## What is expected
Rewrite the records below, starting with the line with "draw the outline of the palm tree" and going on through the line with "158 354 L 162", as a two-column CSV with headers text and answer and one row for each text with its answer. Put each value in a single quoted field, turning line breaks into spaces.

## Source data

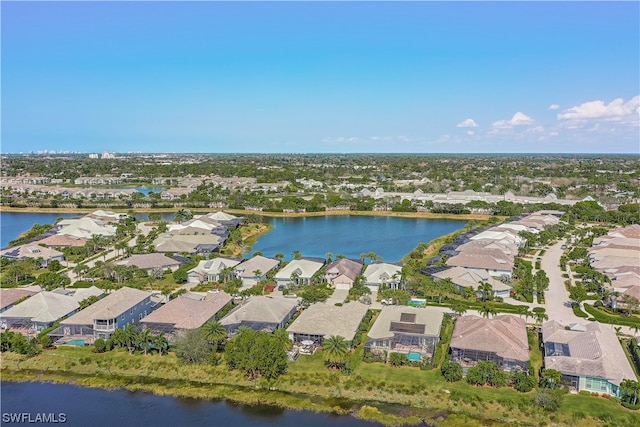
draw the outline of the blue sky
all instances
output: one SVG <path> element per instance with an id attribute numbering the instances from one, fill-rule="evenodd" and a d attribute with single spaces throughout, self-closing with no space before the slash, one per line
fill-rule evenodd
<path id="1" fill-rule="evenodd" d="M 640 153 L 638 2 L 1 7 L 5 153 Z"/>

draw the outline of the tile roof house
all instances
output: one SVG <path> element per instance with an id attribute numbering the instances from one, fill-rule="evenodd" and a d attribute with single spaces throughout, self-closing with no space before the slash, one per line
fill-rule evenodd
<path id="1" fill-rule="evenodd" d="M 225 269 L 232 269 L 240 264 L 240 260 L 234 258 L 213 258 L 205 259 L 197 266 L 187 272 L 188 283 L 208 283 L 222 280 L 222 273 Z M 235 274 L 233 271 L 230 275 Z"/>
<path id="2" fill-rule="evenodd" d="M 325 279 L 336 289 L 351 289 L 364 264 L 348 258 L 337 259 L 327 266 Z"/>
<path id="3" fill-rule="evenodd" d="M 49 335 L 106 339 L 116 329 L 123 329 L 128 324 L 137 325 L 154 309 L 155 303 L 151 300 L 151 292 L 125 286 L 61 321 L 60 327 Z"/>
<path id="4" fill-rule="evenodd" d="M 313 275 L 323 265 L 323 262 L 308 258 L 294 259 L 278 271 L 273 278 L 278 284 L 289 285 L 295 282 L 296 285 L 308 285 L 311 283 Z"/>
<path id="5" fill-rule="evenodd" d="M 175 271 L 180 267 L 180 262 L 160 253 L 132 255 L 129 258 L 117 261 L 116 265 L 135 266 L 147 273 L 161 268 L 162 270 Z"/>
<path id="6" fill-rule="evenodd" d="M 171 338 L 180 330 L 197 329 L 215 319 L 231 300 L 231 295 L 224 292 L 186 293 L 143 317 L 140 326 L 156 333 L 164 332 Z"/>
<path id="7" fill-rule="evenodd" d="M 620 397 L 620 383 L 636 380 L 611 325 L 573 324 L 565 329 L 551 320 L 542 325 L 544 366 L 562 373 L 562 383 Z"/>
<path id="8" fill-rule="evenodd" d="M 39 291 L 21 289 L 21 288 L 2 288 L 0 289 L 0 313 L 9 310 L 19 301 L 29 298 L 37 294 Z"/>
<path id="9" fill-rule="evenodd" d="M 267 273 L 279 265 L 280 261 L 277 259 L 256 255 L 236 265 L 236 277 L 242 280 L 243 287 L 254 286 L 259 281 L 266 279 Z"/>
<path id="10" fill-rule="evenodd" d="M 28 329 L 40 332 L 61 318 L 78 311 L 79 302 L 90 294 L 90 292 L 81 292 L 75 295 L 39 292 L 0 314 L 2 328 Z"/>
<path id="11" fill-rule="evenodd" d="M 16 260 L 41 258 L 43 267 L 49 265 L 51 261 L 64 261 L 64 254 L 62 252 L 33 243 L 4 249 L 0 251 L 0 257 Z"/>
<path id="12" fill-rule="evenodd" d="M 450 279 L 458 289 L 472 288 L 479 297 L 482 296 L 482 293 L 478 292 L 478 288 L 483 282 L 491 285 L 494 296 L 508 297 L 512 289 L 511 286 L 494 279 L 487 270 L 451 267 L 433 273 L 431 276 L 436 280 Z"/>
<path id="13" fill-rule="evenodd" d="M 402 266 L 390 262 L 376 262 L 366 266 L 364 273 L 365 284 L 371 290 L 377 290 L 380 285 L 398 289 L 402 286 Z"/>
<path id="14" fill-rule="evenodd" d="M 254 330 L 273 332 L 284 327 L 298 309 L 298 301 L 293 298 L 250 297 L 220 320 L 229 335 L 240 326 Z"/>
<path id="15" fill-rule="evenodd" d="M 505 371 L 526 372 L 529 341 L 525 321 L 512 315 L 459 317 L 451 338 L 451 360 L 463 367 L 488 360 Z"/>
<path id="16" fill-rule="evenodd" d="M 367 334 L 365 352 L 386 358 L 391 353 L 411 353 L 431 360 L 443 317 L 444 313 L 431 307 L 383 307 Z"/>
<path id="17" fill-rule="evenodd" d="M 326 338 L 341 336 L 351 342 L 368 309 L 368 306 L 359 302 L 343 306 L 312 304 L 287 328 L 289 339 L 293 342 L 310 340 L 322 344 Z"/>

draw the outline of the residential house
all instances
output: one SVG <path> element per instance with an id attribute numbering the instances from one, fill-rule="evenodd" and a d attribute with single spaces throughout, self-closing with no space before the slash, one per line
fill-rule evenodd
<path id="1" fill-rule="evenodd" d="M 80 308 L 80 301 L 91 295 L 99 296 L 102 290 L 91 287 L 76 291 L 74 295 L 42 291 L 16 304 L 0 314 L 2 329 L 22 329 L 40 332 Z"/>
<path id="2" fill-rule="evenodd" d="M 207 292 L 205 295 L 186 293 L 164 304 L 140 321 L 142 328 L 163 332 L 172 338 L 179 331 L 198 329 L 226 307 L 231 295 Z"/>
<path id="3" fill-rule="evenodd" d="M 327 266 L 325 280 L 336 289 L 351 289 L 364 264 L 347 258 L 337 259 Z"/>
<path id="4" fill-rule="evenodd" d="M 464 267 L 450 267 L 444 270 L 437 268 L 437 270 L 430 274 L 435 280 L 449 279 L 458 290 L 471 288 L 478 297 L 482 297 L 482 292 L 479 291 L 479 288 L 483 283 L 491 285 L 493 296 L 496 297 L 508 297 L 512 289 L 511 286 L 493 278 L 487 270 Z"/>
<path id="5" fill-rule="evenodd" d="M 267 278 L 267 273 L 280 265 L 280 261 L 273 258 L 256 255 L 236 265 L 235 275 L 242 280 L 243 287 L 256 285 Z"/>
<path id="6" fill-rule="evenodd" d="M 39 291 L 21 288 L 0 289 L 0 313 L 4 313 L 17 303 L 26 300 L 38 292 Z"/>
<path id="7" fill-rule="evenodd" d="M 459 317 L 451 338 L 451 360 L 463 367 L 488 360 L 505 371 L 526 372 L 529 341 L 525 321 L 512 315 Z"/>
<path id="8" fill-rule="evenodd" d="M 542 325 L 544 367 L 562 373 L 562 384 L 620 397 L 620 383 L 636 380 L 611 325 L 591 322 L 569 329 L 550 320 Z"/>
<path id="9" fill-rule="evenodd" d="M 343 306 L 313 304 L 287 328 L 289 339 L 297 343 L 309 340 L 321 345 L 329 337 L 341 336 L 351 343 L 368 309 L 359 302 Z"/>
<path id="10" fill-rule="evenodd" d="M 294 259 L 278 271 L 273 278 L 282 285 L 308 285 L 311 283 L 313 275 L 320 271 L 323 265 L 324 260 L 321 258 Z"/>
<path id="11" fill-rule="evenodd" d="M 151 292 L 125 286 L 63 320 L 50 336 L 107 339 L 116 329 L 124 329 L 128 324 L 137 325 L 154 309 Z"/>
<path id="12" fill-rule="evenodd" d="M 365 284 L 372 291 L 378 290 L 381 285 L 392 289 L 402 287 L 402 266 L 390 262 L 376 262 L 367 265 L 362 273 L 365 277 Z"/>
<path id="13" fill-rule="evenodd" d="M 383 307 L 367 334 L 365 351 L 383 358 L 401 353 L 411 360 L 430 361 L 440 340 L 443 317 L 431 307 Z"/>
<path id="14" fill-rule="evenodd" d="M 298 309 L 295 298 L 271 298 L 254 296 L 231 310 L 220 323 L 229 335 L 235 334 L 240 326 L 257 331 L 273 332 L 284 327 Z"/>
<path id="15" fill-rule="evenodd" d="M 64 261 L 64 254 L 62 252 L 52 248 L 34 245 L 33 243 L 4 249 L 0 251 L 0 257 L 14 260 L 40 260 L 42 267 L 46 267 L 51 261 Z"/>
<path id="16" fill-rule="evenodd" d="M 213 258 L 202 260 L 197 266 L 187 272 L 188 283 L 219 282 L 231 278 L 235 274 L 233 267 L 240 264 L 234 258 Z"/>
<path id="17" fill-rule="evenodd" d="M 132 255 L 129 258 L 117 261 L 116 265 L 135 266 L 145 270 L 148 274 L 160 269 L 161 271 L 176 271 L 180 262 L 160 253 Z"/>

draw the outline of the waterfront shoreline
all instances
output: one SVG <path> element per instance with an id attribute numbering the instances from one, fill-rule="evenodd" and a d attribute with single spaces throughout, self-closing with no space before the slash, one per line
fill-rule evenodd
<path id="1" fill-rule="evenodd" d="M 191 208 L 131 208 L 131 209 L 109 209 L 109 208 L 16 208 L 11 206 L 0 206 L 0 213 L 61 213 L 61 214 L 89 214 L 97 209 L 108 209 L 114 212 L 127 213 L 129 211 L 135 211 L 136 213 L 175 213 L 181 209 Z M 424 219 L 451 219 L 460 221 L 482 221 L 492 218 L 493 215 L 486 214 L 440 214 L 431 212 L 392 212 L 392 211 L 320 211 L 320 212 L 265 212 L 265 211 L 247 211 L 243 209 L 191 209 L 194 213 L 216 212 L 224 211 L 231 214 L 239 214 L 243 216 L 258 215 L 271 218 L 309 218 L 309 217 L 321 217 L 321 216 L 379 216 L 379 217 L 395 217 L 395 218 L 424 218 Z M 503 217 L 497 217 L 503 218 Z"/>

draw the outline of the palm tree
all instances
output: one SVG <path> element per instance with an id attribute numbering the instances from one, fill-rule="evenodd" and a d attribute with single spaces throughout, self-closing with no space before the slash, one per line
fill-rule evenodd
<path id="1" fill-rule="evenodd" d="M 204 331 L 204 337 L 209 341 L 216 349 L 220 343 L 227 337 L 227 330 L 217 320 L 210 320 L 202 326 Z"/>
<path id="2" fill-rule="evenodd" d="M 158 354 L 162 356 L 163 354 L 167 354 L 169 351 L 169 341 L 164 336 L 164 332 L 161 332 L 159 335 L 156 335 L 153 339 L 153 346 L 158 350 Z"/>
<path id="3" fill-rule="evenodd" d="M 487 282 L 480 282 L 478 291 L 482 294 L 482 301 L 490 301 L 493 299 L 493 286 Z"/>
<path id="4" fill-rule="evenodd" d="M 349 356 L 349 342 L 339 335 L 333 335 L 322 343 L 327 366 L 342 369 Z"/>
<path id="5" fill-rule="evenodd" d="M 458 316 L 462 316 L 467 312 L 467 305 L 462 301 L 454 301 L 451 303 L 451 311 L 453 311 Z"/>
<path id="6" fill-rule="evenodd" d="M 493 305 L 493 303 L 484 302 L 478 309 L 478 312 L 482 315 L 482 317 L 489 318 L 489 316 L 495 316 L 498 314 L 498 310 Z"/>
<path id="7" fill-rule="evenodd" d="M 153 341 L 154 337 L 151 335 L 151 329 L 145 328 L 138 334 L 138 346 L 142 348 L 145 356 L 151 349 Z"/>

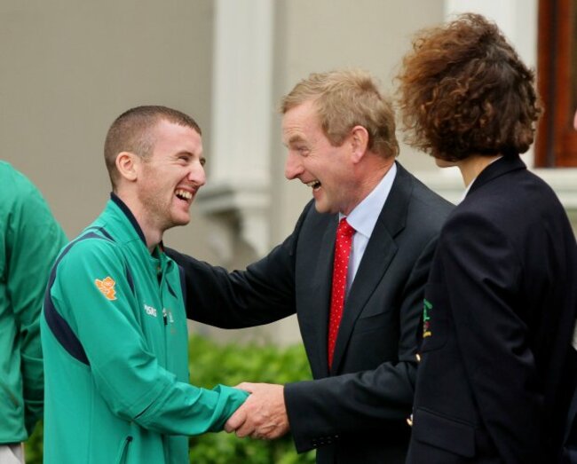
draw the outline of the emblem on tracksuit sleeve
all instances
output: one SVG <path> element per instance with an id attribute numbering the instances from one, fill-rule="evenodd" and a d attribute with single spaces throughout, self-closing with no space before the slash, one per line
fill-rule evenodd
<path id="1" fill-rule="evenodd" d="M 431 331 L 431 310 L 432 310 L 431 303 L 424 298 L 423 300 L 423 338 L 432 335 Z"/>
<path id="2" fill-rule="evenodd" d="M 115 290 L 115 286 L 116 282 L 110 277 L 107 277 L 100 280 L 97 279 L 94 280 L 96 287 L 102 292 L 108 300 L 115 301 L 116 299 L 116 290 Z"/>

## Problem solution
text,answer
"draw the outline of the palm tree all instances output: one SVG <path> element per instance with an id attribute numbering the instances from one, fill-rule=""evenodd"" and a d attribute with single spaces throughout, self-closing with no space before the slash, one per line fill-rule evenodd","<path id=""1"" fill-rule=""evenodd"" d=""M 204 331 L 204 337 L 209 341 L 216 349 L 220 343 L 227 337 L 227 330 L 217 320 L 210 320 L 202 326 Z""/> <path id=""2"" fill-rule=""evenodd"" d=""M 158 354 L 162 356 L 163 354 L 167 354 L 169 351 L 169 341 L 164 336 L 164 332 L 161 332 L 159 335 L 156 335 L 153 339 L 153 346 L 158 350 Z""/>"